━━━━━ TEXTO DO DOCUMENTO ━━━━━

Um episódio lamentável chamou minha atenção na semana passada. O apresentador Boris Casoy, um homem de reputação ilibada e de grande importância para a sociedade, considerado um dos jornalistas mais conceituados da TV brasileira, desferiu um duro golpe contra os garis no último dia do ano. Vejo que a manifestação elitista e preconceituosa dele não condiz com a liberdade de imprensa ou de expressão. No ar, mas sem querer que fosse divulgado, Boris Casoy disse que nós, os garis, somos “merda”. Sem saber que o áudio estava sendo transmitido, ele realizou um comentário pelas imagens passadas em seu próprio jornal. Dois garis, de forma gentil e humilde, desejaram feliz 2010 para todos. Foi o bastante para que Casoy realizasse o seguinte comentário: “Que merda: dois lixeiros desejando felicidades do alto da suas vassouras. O mais baixo na escala do trabalho”.
Penso na dignidade da pessoa humana, no sentido da vida e no que realmente somos e para onde todos vamos quando chegar nosso último minuto aqui na Terra. A primeira sensação que tive foi de humilhação frente aos meus filhos, parentes, vizinhos e amigos. Porque ainda sou e vou continuar sendo gari. Não é uma eleição para vereador, que é cargo passageiro, que mudará minha vida, minha origem e meus laços de amizade. O meu gabinete, vira e mexe, tem a presença e visita de garis. Portanto, não falo aqui com demagogia: sou gari. Permaneço fiel aos meus companheiros. Lutei e luto pelo plano de saúde, pelo plano de cargos e salários e pelo fim de perseguições e demissões sem direito de defesa de nossos companheiros.
E quando vejo um jornalista do gabarito de Boris Casoy externando seus comentários, sincera mente, fico chateado e indignado. Boris é um dos heróis que tive na imprensa, uma pessoa que me motivou a andar pelas ruas e repetir seu bordão: “Isto é uma vergonha!”. Considero você, Boris, ao lado de grandes nomes da televisão brasileira, como Jô Soares, Paulo Francis e Silvio Santos.
Acho que suas desculpas no dia seguinte foram simples frente à gravidade de seu comentário, que ficará registrado para sempre na internet. Acho que toda pessoa é vulnerável, passível de erro. E, sim, ainda continuo acreditando em Boris. Acrecido que ele é um ser em aperfeiçoamento, apesar de grande homem.

━━━━━ DADOS FORNECIDOS ━━━━━

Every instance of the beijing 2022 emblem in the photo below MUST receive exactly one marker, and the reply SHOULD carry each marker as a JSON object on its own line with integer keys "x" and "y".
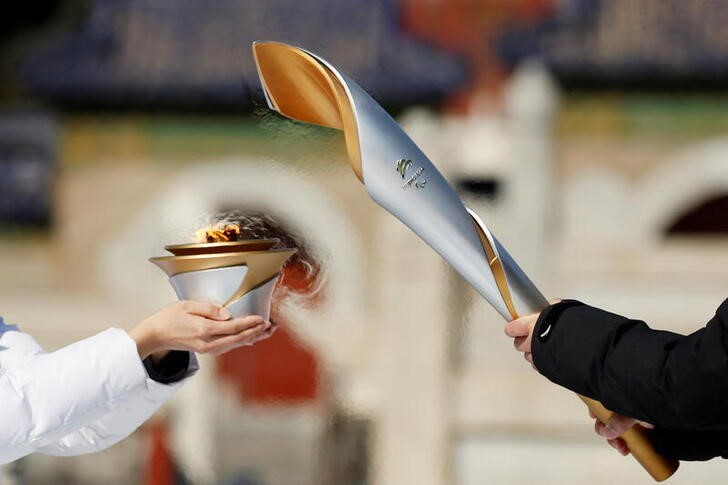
{"x": 403, "y": 165}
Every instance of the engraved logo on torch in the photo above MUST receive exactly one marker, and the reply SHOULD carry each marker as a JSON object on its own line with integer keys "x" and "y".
{"x": 403, "y": 165}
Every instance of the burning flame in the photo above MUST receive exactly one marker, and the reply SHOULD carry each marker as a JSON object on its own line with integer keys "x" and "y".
{"x": 220, "y": 232}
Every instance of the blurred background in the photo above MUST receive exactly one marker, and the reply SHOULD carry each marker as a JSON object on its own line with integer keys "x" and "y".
{"x": 589, "y": 135}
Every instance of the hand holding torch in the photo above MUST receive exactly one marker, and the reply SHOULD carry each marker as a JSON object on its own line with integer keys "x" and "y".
{"x": 401, "y": 179}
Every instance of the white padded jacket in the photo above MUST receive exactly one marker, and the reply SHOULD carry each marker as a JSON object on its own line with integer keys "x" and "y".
{"x": 80, "y": 399}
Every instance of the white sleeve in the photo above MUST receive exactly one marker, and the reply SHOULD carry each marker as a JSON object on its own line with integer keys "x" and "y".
{"x": 119, "y": 422}
{"x": 78, "y": 399}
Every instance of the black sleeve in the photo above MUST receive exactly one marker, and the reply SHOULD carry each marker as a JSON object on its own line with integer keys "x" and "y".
{"x": 670, "y": 380}
{"x": 172, "y": 368}
{"x": 690, "y": 445}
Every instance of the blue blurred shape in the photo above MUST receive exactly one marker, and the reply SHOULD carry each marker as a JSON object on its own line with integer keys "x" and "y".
{"x": 27, "y": 168}
{"x": 196, "y": 54}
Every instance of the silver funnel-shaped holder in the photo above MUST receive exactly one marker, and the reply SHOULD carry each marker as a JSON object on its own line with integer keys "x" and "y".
{"x": 241, "y": 281}
{"x": 400, "y": 178}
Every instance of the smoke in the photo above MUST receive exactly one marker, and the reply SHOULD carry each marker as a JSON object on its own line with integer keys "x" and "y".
{"x": 304, "y": 273}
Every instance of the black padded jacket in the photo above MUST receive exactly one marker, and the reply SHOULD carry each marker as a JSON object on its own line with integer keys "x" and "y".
{"x": 677, "y": 382}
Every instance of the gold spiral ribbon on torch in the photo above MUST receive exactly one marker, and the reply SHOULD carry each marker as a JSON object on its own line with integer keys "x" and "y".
{"x": 496, "y": 267}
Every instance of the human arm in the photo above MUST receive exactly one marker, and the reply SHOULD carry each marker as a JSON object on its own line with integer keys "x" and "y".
{"x": 91, "y": 394}
{"x": 661, "y": 377}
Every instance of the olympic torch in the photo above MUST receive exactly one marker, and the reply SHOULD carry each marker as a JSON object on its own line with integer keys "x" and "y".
{"x": 400, "y": 178}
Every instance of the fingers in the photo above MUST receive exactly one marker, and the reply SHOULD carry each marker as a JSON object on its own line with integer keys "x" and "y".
{"x": 206, "y": 309}
{"x": 619, "y": 445}
{"x": 221, "y": 344}
{"x": 520, "y": 327}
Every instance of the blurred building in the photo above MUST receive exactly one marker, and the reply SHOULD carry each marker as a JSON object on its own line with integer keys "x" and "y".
{"x": 591, "y": 139}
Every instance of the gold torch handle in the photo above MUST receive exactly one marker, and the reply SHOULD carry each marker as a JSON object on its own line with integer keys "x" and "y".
{"x": 659, "y": 467}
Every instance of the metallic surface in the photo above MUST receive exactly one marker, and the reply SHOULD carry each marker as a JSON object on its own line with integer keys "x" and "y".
{"x": 401, "y": 179}
{"x": 261, "y": 266}
{"x": 397, "y": 175}
{"x": 216, "y": 285}
{"x": 255, "y": 302}
{"x": 220, "y": 285}
{"x": 221, "y": 247}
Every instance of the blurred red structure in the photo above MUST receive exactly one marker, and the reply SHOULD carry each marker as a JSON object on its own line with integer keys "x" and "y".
{"x": 282, "y": 369}
{"x": 159, "y": 468}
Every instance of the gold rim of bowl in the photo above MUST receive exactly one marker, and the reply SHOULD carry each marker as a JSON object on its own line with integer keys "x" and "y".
{"x": 221, "y": 247}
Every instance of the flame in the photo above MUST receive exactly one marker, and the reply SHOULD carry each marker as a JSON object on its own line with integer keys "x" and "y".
{"x": 220, "y": 232}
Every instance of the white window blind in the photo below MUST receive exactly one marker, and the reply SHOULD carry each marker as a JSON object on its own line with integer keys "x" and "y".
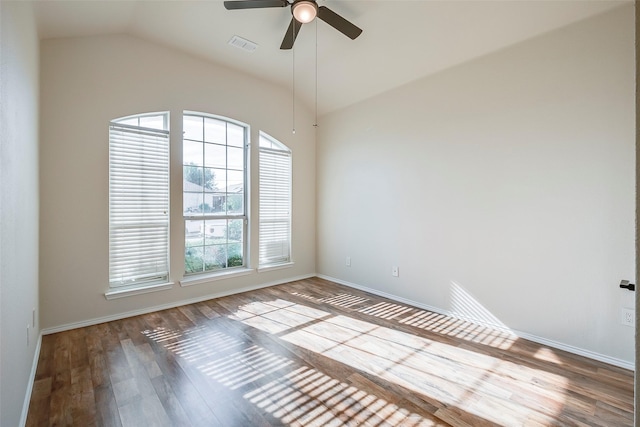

━━━━━

**LISTA DE TAREFAS**
1. Diga se cada afirmação concorda com o texto do documento, respondendo sim ou não e citando literalmente as palavras do texto que decidem a questão. (a) O comentário de Boris Casoy foi feito no último dia do ano. (b) O autor deixou de ser gari ao se eleger vereador. (c) O autor considera as desculpas de Casoy à altura da gravidade do comentário.
2. Segundo o texto do documento, por que o autor se sentiu humilhado diante dos filhos, parentes, vizinhos e amigos? Responda em uma a três frases.
3. Transcreva do texto do documento o trecho que começa em "Penso na dignidade" e termina em "de nossos companheiros.".
Responda com base somente no texto do documento.

**RESPOSTAS ÀS TAREFAS**
1.
(a) Sim: "desferiu um duro golpe contra os garis no último dia do ano".
(b) Não: "Porque ainda sou e vou continuar sendo gari."
(c) Não: "Acho que suas desculpas no dia seguinte foram simples frente à gravidade de seu comentário".

2. O autor se sentiu humilhado porque ainda é gari e vai continuar sendo. Para ele, a eleição para vereador é um cargo passageiro e não mudará sua vida, sua origem nem seus laços de amizade.

3.
Penso na dignidade da pessoa humana, no sentido da vida e no que realmente somos e para onde todos vamos quando chegar nosso último minuto aqui na Terra. A primeira sensação que tive foi de humilhação frente aos meus filhos, parentes, vizinhos e amigos. Porque ainda sou e vou continuar sendo gari. Não é uma eleição para vereador, que é cargo passageiro, que mudará minha vida, minha origem e meus laços de amizade. O meu gabinete, vira e mexe, tem a presença e visita de garis. Portanto, não falo aqui com demagogia: sou gari. Permaneço fiel aos meus companheiros. Lutei e luto pelo plano de saúde, pelo plano de cargos e salários e pelo fim de perseguições e demissões sem direito de defesa de nossos companheiros.